**SUPPLIED DATA**.
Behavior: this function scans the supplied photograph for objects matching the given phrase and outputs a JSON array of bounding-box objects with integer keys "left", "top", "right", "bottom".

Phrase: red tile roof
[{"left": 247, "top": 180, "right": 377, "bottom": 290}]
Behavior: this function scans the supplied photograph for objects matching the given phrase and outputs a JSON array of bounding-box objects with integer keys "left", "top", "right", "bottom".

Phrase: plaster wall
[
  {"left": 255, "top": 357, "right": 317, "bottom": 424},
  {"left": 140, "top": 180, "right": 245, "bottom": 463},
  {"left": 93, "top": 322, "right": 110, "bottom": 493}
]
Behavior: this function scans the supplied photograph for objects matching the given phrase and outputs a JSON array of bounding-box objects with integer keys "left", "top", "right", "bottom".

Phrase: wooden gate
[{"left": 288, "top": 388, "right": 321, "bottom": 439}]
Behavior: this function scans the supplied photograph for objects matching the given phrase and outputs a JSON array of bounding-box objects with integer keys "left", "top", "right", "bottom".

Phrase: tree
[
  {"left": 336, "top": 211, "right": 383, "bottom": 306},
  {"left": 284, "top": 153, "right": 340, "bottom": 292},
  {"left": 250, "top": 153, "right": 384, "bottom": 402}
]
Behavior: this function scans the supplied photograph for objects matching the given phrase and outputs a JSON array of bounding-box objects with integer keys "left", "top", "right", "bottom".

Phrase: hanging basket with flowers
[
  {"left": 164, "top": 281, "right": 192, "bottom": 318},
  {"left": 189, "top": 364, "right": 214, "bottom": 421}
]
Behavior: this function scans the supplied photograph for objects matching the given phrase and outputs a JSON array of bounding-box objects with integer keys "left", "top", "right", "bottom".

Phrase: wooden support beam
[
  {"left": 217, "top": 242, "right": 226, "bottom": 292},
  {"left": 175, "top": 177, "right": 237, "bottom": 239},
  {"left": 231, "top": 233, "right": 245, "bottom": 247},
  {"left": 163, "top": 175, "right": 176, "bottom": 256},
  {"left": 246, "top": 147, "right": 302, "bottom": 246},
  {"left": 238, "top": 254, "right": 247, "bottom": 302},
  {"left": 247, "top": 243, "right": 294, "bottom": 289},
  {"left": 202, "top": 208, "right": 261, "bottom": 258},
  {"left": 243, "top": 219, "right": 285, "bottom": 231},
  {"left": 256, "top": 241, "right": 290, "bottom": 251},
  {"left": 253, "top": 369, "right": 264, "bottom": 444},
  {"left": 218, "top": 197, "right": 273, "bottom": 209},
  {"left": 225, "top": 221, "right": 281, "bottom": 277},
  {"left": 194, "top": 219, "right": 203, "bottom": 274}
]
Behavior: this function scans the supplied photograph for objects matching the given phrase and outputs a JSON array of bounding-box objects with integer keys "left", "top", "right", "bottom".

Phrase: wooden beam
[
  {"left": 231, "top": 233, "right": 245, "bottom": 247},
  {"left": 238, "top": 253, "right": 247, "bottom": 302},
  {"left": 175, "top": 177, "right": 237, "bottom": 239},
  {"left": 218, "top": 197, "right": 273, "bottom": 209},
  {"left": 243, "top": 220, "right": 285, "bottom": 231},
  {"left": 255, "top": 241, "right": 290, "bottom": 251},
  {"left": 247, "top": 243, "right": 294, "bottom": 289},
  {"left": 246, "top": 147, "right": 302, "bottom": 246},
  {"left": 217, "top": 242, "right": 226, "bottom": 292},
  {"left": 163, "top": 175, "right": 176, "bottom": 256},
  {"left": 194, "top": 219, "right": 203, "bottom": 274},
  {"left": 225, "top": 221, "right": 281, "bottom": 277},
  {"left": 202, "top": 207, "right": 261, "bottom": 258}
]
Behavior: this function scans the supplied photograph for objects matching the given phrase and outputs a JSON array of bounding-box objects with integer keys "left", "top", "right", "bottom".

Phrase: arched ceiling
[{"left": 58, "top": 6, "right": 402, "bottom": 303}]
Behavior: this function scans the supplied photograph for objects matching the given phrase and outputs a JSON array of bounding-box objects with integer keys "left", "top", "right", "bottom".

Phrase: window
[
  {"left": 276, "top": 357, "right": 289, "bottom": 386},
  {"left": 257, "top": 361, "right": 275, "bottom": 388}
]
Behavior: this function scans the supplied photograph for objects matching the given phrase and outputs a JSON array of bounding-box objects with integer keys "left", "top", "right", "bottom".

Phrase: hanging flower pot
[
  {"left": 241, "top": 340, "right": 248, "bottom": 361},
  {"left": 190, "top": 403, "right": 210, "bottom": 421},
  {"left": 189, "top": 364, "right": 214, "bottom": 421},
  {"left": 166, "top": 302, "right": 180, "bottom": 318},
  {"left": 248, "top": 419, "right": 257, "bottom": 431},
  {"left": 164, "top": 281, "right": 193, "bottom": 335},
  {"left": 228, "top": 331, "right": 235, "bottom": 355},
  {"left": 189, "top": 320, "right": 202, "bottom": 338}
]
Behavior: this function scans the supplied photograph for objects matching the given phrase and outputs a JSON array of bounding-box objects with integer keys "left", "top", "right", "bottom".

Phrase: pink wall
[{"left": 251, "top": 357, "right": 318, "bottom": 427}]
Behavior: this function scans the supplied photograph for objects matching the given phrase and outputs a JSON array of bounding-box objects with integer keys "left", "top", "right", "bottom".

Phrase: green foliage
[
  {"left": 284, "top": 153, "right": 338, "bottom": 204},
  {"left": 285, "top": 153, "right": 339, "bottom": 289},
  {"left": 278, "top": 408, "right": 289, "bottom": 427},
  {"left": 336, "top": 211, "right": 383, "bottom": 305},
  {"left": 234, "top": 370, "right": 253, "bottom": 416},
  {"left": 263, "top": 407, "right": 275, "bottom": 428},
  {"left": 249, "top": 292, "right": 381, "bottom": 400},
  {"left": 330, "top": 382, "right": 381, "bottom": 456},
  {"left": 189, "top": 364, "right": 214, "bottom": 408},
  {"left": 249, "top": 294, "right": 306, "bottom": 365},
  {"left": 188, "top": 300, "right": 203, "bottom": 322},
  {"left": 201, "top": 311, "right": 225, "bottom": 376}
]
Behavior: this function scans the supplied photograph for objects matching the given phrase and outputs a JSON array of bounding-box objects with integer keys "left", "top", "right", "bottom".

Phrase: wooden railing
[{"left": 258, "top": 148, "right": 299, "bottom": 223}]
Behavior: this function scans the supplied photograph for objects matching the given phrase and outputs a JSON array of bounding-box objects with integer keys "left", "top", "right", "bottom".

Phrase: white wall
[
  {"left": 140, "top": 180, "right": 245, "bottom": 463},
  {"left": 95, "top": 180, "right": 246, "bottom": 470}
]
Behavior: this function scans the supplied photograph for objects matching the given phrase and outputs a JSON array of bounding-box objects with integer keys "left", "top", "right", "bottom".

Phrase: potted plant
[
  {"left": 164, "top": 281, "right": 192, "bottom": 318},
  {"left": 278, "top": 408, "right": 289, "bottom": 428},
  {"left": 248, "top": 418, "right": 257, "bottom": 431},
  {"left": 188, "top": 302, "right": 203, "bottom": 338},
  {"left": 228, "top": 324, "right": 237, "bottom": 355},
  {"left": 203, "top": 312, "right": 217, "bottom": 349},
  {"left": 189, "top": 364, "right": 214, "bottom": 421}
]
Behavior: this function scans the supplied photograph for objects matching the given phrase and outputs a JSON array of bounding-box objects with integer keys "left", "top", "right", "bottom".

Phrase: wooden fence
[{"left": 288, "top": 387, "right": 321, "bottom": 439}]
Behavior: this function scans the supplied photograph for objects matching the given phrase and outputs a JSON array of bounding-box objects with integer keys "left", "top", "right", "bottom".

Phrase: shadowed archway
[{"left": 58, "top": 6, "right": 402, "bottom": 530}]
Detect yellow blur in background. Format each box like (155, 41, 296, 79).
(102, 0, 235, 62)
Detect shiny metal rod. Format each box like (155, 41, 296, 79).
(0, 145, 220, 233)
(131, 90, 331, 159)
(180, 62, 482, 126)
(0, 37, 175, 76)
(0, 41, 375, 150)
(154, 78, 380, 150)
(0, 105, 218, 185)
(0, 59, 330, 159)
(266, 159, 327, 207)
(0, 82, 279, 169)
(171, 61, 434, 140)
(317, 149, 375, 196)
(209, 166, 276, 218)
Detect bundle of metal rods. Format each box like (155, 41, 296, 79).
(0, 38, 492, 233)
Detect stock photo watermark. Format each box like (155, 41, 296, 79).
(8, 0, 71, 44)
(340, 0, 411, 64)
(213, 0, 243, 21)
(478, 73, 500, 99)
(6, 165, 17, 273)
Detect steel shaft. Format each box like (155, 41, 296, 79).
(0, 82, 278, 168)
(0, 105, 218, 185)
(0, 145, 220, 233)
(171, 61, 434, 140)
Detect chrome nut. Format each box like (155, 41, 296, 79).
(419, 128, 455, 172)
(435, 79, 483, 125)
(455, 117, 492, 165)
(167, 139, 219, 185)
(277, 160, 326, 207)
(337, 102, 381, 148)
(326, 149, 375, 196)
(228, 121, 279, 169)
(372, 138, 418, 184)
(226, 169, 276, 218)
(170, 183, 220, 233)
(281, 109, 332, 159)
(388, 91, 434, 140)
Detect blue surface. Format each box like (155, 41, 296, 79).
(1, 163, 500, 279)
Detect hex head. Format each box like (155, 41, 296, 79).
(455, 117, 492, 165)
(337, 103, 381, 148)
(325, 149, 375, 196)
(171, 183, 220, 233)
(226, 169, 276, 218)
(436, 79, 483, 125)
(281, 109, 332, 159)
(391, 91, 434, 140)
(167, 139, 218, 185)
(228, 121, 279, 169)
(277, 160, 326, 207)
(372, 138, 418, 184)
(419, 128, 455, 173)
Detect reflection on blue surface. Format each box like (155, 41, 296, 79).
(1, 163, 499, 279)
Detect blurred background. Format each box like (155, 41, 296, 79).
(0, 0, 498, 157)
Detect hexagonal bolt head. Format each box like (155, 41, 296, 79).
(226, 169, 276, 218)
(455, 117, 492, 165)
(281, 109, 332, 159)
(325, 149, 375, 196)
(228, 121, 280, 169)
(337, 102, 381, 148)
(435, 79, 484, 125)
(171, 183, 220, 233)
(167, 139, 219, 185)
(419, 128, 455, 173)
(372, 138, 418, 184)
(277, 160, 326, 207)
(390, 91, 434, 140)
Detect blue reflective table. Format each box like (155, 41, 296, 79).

**DESCRIPTION OF THE TASK**. Print exactly the lines from the one with "Detect blue surface." through the last line of the material, including both, and no others.

**YOUR SOLUTION**.
Detect blue surface. Format each box like (155, 41, 296, 79).
(1, 163, 500, 279)
Detect hex head. Format each box like (155, 41, 296, 79).
(455, 117, 492, 165)
(337, 103, 381, 148)
(325, 149, 375, 196)
(171, 183, 220, 233)
(226, 169, 276, 218)
(436, 79, 483, 125)
(281, 109, 332, 159)
(391, 91, 434, 140)
(167, 139, 218, 185)
(228, 121, 279, 169)
(277, 160, 326, 207)
(372, 138, 418, 184)
(419, 128, 455, 173)
Detect reflection on blue surface. Format each box like (155, 41, 296, 79).
(1, 163, 499, 279)
Detect blurred background. Format each box like (155, 41, 296, 79).
(0, 0, 498, 157)
Detect hexagonal bolt head. Format each box like (155, 41, 296, 79).
(226, 169, 276, 218)
(455, 117, 492, 165)
(281, 109, 332, 159)
(325, 149, 375, 196)
(228, 121, 280, 169)
(337, 102, 381, 148)
(435, 79, 484, 125)
(171, 183, 220, 233)
(167, 139, 219, 185)
(419, 128, 455, 173)
(372, 138, 418, 184)
(277, 160, 326, 207)
(390, 91, 434, 140)
Detect blue reflective table. Format each box like (155, 41, 296, 79).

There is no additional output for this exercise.